Entries taken from a collection
◆ ◆ ◆ ◆ ◆ ◆ ◆

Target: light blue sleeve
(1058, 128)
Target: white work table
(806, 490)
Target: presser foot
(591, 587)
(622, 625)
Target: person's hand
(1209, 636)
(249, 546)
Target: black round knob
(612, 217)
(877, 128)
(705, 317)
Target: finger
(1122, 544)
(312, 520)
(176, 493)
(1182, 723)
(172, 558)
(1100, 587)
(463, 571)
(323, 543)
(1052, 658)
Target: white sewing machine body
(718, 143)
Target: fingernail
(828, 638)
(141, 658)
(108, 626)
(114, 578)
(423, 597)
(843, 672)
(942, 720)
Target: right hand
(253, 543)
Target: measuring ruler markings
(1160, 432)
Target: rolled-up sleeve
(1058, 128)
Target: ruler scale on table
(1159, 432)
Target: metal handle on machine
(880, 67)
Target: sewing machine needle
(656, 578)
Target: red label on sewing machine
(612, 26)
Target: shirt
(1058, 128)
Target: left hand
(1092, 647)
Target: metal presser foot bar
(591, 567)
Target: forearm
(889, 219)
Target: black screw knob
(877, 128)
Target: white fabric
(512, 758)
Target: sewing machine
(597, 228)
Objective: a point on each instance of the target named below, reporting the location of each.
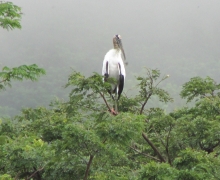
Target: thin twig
(153, 147)
(103, 97)
(88, 167)
(145, 154)
(145, 102)
(35, 173)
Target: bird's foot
(113, 112)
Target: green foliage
(199, 87)
(149, 87)
(82, 139)
(20, 73)
(10, 15)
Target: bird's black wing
(121, 82)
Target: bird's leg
(116, 103)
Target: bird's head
(117, 42)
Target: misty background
(181, 39)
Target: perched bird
(114, 67)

◆ ◆ ◆ ◆ ◆ ◆ ◆

■ WORK INSTRUCTIONS ■
Quote every record above exactly, omitting any pictures they contain.

■ REPLY TO THE TASK ■
Target: light blue sleeve
(1058, 128)
Target: white work table
(806, 490)
Target: presser foot
(591, 587)
(622, 625)
Target: person's hand
(1209, 636)
(249, 546)
Target: black round knob
(612, 217)
(877, 128)
(705, 317)
Target: finger
(1122, 544)
(312, 520)
(176, 493)
(1182, 723)
(172, 558)
(1100, 587)
(463, 571)
(323, 543)
(1052, 658)
Target: white sewing machine body
(718, 143)
Target: fingernail
(828, 638)
(141, 658)
(108, 626)
(114, 578)
(423, 597)
(843, 672)
(942, 720)
Target: right hand
(253, 543)
Target: measuring ruler markings
(1160, 432)
Target: rolled-up sleeve
(1058, 128)
Target: ruler scale on table
(1159, 432)
Target: metal handle on machine
(880, 67)
Target: sewing machine needle
(656, 578)
Target: red label on sewing machine
(612, 26)
Target: shirt
(1058, 128)
Target: left hand
(1092, 647)
Target: metal presser foot bar
(591, 567)
Target: forearm
(889, 219)
Target: black screw knob
(877, 128)
Target: white fabric
(512, 758)
Target: sewing machine
(597, 228)
Objective: a point on each instance of the target named below, reporting the location of each.
Target: thin twig
(153, 147)
(103, 97)
(88, 167)
(145, 154)
(145, 102)
(35, 173)
Target: bird's foot
(113, 112)
Target: green foliage
(199, 87)
(149, 87)
(82, 139)
(20, 73)
(10, 15)
Target: bird's black wing
(121, 82)
Target: bird's leg
(116, 103)
Target: bird's head
(117, 42)
Target: misty background
(181, 39)
Target: perched bird
(114, 67)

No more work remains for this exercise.